- **Yapılacaklar**
#1 Aziz Yıldırım hakkındaki yazının "Ayrıca 3 Temmuz" sözlerinden başlayıp "davasına sarılmakta buluyorlar." sözleriyle biten kısmını, bu son sözler de dahil olmak üzere hiç değiştirmeden yinele.
#2 Aziz Yıldırım hakkındaki yazıyı son cümlesinden sonra gelecek biçimde sürdür.

- **Seçilen Bölüm**
********
Yazılarımı okuyanlar bilir büyük bir Aziz Yıldırım hayranı değilim, hatta onun Fenerbahçe’ye büyük zarar verdiğini düşünen Fenerbahçelilerden biriyim.
Ama Fenerbahçe’nin mali tablolarını ve buna ilişkin gelişmeleri çok uzun süredir yakından takip eden biri olarak spor camiasında bir tek kişinin bile Aziz Yıldırım’ın dürüstlüğüne ilişkin değerlendirmede bulunacak yetkinlikte olmadığını söylemeliyim.
Zaten Fenerbahçe’nin en büyük sorunu Aziz Yıldırım’ın bu özelliği, dostluğunu da düşmanlığını da gizlemiyor, ağzında bakla ıslanmayacak kadar açık sözlü, diplomasi, ilişki yönetimi hak getire, o nedenle de spor camiasında sevilmiyor çünkü hepsi ahbap-çavuş ilişkileri ile kaymağını yedikleri ve omerta (suskunluk) yemini ettikleri bir ilişkiler bütününün paydaşı.
Ayrıca 3 Temmuz sabahı yüreği yanan ve davaya ilişkin kamuya yansıyan tüm bilgileri ve dökümanları UEFA ve CAS sürecindekiler dahil satır satır okumuş biri olarak “şike yapmadığına” da eminim.
Fenerbahçe şikeci diyenlerin bu dosyalardan tek satır okumadıklarını hatta okuyamayacaklarını biliyorum (Fenerbahçe’ye şikeci diyecek birinin hukuk nosyonu olması ve en az iki dil bilmesi gerekiyor çünkü UEFA ve CAS kararları İngilizce, İsviçre Federal Mahkemesi kararları ise Almanca veya Fransızca yayınlanıyor, medyada Fenerbahçe’ye “şikeci” diyenlerin çoğu ise Türkçeyi bile zor yazıp okuyor) çoğunun zaten bunları okuyacak, anlayacak, değerlendirecek yetkinliği de yok. Büyük çoğunluğu başarısızlıklarını ve yetersizliklerini çok satan Fenerbahçe düşmanlığının ardına saklamaya çalışan yaşamın tokatladığı insanlar. Kurtuluşu sahte şike davasına sarılmakta buluyorlar.
********
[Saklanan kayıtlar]
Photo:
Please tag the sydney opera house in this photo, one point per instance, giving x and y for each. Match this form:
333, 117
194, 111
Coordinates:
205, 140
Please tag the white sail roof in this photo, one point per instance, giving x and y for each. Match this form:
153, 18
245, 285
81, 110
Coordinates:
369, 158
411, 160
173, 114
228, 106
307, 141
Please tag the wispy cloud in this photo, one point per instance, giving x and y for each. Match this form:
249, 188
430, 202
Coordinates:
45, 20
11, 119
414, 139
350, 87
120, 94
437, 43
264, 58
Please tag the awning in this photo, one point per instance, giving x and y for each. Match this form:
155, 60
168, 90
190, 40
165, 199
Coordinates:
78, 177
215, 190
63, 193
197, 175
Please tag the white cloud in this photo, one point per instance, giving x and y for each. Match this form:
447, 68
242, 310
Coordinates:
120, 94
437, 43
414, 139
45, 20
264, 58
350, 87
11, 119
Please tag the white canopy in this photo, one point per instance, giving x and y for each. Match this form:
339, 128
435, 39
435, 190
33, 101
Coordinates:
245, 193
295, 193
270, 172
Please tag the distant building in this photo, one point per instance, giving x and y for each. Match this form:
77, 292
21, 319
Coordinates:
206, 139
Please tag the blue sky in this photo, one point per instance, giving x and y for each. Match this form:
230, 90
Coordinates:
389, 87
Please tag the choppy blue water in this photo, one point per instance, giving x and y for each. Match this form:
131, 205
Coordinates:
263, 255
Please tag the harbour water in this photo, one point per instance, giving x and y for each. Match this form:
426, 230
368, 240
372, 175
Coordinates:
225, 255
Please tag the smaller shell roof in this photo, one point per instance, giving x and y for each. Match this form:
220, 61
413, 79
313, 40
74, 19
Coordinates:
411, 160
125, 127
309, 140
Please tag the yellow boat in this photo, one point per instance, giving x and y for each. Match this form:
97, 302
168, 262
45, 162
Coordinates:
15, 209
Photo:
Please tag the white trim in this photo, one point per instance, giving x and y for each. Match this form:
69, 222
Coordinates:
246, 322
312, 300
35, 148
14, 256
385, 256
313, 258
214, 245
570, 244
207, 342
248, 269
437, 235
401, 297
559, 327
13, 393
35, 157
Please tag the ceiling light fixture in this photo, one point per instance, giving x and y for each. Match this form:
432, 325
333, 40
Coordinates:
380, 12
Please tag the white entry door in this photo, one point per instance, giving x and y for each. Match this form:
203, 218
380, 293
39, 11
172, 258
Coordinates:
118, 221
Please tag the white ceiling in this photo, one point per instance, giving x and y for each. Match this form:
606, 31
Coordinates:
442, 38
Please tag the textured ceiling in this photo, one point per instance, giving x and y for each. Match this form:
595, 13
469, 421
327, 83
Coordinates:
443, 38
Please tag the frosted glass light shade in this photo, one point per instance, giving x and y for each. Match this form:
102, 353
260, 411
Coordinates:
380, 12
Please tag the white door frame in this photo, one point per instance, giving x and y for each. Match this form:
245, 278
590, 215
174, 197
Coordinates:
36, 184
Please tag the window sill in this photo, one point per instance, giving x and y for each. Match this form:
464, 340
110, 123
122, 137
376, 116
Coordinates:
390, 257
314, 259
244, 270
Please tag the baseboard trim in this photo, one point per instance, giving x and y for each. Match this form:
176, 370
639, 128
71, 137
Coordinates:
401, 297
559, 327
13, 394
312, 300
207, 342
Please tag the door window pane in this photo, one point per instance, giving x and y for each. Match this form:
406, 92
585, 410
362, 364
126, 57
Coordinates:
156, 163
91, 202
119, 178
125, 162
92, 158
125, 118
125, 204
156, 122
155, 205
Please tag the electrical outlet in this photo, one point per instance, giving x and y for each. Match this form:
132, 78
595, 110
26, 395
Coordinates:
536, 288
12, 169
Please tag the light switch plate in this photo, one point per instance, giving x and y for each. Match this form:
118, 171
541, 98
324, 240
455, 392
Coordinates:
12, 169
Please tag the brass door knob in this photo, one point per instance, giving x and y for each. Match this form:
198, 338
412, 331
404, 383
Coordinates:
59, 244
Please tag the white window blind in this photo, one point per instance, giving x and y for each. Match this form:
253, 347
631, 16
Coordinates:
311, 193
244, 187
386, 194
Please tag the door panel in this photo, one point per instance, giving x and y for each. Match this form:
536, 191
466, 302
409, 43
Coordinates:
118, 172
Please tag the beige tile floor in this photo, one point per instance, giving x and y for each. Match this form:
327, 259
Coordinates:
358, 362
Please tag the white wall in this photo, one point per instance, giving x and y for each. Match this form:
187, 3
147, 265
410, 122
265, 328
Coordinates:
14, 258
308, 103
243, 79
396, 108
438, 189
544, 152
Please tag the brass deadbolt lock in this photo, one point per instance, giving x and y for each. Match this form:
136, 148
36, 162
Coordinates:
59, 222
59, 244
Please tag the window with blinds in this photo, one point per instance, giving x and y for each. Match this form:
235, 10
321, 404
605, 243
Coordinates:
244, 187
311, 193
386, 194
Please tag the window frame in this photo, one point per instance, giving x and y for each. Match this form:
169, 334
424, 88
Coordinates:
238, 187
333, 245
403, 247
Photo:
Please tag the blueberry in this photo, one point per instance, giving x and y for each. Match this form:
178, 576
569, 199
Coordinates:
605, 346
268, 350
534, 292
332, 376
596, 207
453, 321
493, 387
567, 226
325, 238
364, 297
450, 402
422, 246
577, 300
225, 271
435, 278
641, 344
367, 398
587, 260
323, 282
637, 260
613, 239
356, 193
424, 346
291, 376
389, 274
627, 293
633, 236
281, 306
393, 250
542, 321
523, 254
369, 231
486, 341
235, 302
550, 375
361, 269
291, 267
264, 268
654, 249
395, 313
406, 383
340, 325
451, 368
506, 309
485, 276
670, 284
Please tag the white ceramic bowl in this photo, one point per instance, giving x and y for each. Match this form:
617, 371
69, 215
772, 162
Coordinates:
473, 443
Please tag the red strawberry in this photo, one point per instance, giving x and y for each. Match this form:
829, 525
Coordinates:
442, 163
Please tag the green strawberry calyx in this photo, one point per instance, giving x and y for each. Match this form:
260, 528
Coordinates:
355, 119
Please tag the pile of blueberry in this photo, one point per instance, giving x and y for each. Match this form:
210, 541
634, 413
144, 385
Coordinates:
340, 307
********
- **Alıştırma Yanıtları**
#1
Ayrıca 3 Temmuz sabahı yüreği yanan ve davaya ilişkin kamuya yansıyan tüm bilgileri ve dökümanları UEFA ve CAS sürecindekiler dahil satır satır okumuş biri olarak “şike yapmadığına” da eminim.
Fenerbahçe şikeci diyenlerin bu dosyalardan tek satır okumadıklarını hatta okuyamayacaklarını biliyorum (Fenerbahçe’ye şikeci diyecek birinin hukuk nosyonu olması ve en az iki dil bilmesi gerekiyor çünkü UEFA ve CAS kararları İngilizce, İsviçre Federal Mahkemesi kararları ise Almanca veya Fransızca yayınlanıyor, medyada Fenerbahçe’ye “şikeci” diyenlerin çoğu ise Türkçeyi bile zor yazıp okuyor) çoğunun zaten bunları okuyacak, anlayacak, değerlendirecek yetkinliği de yok. Büyük çoğunluğu başarısızlıklarını ve yetersizliklerini çok satan Fenerbahçe düşmanlığının ardına saklamaya çalışan yaşamın tokatladığı insanlar. Kurtuluşu sahte şike davasına sarılmakta buluyorlar.

#2
Elbette tapeler var ve bu tapelerin yıllarca şikeden canı yanmış bir camianın bunları önlemek için gerçekleştirdiği savunma refleksi olduğunu anlamak çok kolay, anlamamak için art niyetli olmak gerekiyor. Delil aramak isteyen varsa Fenerbahçe birçok sezonda ikinci olurken onunla yarışan takımların ertesi sezon önceki sezon topladıkları puanın yarısına bile ulaşamamış olması oldukça dikkat çekici ve yaşamın akışına aykırı bir istatistik. Öyle bir iki değil böyle 3 tane takım var, yani tesadüf olamayacak kadar çok tekrar var.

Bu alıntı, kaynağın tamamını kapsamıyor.